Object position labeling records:
===============
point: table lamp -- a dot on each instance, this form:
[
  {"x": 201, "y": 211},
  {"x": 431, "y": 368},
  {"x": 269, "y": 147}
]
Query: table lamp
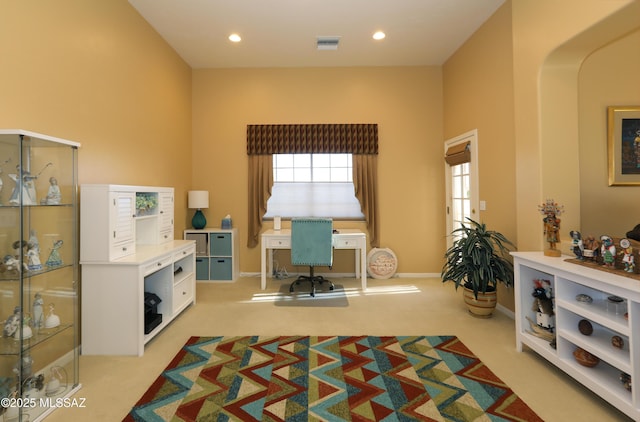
[{"x": 198, "y": 199}]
===============
**What to do**
Rewrite the records, replacing every "table lamp" with "desk lamp" and leaving all else unchanged. Omit the pictures from your answer.

**Result for this task**
point: desk lamp -- a dot on each instance, this form:
[
  {"x": 201, "y": 211},
  {"x": 431, "y": 368},
  {"x": 269, "y": 147}
]
Query: desk lamp
[{"x": 198, "y": 199}]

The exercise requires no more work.